**TASK TO COMPLETE:**
Where does the string "grey" occur in the records? Copy each line that holds it.

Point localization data
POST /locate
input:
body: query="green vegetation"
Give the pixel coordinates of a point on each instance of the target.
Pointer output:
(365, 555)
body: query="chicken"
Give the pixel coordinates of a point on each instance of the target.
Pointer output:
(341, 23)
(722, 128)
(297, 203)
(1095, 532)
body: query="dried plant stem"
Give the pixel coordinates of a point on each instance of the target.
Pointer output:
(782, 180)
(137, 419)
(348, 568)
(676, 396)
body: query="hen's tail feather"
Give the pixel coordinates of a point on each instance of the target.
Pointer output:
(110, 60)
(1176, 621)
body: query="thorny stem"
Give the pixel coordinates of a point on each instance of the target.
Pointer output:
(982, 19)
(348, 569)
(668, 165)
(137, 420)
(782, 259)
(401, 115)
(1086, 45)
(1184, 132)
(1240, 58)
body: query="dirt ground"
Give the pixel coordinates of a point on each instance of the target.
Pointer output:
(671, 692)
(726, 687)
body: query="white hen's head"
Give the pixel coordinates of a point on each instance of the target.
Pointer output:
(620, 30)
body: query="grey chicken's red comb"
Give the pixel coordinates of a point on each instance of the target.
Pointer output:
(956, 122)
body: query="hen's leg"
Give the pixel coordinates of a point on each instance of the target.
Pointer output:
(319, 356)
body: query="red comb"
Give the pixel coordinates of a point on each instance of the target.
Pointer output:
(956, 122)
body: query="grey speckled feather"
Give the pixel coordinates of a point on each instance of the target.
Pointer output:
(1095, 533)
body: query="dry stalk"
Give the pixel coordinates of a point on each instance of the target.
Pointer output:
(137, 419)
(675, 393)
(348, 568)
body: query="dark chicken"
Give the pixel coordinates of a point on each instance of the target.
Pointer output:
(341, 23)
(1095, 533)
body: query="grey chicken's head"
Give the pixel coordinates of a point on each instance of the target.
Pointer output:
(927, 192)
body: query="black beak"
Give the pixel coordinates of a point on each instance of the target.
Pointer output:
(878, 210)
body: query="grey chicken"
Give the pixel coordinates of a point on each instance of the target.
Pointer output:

**TASK SOLUTION:**
body: query="grey chicken's red comb"
body: query="grey speckled feather"
body: query="grey chicken's head"
body: query="grey chicken"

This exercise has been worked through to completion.